▶ Exercise: Extract every line of the data below and reproduce each one word for word, in the same order.
____ Records for the exercise
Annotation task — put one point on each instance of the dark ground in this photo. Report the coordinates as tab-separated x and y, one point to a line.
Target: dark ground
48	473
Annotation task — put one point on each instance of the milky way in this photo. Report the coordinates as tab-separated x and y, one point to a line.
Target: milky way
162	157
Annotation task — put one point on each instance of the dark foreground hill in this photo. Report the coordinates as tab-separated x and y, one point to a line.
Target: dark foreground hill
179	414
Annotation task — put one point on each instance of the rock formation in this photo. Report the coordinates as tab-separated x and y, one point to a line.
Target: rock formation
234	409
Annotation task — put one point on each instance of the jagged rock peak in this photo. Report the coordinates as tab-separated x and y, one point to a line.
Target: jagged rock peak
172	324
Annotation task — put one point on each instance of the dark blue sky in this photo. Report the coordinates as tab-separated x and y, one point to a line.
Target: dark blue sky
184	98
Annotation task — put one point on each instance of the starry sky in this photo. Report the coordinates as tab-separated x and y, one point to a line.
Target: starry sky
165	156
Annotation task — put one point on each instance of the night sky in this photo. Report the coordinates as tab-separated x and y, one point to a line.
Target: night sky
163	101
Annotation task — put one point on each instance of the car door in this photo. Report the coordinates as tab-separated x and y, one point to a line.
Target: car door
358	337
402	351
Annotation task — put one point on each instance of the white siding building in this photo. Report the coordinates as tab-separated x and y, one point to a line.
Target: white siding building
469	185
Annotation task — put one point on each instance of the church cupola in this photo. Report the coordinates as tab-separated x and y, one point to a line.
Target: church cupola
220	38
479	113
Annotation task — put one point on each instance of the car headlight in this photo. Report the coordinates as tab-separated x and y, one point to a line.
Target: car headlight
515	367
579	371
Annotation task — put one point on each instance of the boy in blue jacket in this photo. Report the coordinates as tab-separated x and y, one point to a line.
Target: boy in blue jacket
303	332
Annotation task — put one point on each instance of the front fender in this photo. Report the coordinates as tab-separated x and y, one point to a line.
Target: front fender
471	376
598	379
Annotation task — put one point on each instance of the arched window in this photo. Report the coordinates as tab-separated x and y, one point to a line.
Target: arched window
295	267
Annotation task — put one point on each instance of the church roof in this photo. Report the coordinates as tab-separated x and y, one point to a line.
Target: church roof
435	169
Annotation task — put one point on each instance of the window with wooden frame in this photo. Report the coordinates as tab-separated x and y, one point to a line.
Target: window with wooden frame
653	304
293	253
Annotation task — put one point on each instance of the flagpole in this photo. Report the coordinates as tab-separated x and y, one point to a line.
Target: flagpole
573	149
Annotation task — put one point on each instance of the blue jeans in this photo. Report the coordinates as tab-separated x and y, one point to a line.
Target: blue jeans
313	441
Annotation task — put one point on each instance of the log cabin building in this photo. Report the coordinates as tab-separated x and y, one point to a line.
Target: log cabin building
________
▶ Correct output:
Annotation task — put one point on each instance of the dark ground in this photo. Report the coordinates as tab-separated x and y, one point to a line.
Target: dark ground
48	473
Annotation task — put one point on each instance of the milky way in this photo. Report the coordinates as tab-separated x and y, one point to a line.
Target: milky way
162	157
Annotation task — put one point on each instance of the dark foreground hill in this photo. Report the coordinates as tab-separated x and y, one point to a line.
Target: dark foreground hill
179	414
Annotation task — put one point on each instance of the rock formation in this photo. Report the coordinates as tab-separated x and y, one point to a line.
Target: rock formation
234	409
Annotation task — put one point on each instance of the jagged rock peak in this photo. Report the coordinates as tab-separated x and y, one point to a line.
Target: jagged rock peak
172	324
Annotation task — put one point on each instance of the dark blue sky in this photo. Report the coordinates as tab-separated x and y, one point to a line.
Target: dark blue sky
184	98
Annotation task — put one point on each instance of the starry sky in this photo. Report the coordinates as tab-separated x and y, one point to a line.
Target: starry sky
165	156
Annotation task — put one point on each instance of the night sky in this photo. Report the coordinates as tab-separated x and y, one point to a line.
Target: night sky
163	101
Annotation task — put one point on each instance of the car door in this photo. Report the coordinates as tab-separated x and y, one point to a line.
Target: car door
358	337
402	351
Annotation task — put one point on each instance of the white siding building in this photo. Report the coordinates as tab-separated x and y, one point to a line.
Target: white siding building
469	185
Annotation task — put one point on each instance of the church cupola in this photo. Report the coordinates as tab-separated x and y, one point to a line.
Target: church cupola
220	38
479	113
Annotation task — put one point on each instance of the car headlight in this photo. Report the coordinates as tab-separated x and y, one point to a line.
Target: car headlight
515	367
579	371
Annotation task — put one point on each instance of the boy in blue jacket in this photo. Report the coordinates as tab-separated x and y, one point to a line.
Target: boy in blue jacket
303	332
Annotation task — put one point on each instance of the front fender in this photo. Report the coordinates as tab-separated x and y, one point to a line.
Target: front fender
471	376
598	379
Annotation task — put one point on each instance of the arched window in this photo. Report the coordinates as tab-separated x and y, one point to a line.
Target: arched window
295	267
Annotation task — put one point on each instance of the church roof in this photo. Report the coordinates as tab-separated x and y, one point to a line.
Target: church roof
435	169
Annotation task — put one point on each instance of the window with wooden frame in this photo. Report the coordinates as tab-separated x and y, one point to a line.
Target: window with wooden frame
653	304
293	253
Annotation task — put one point on each instance of the flagpole in this photo. Report the coordinates as tab-separated x and y, one point to a line.
Target: flagpole
573	149
Annotation task — put one point on each instance of the blue jeans in this photo. Report the coordinates as tab-separated x and y, one point to a line.
Target: blue jeans
313	441
Annotation task — put one point on each instance of the log cabin building in this photo. Report the coordinates as tab-separated x and y, one point to a line.
Target: log cabin building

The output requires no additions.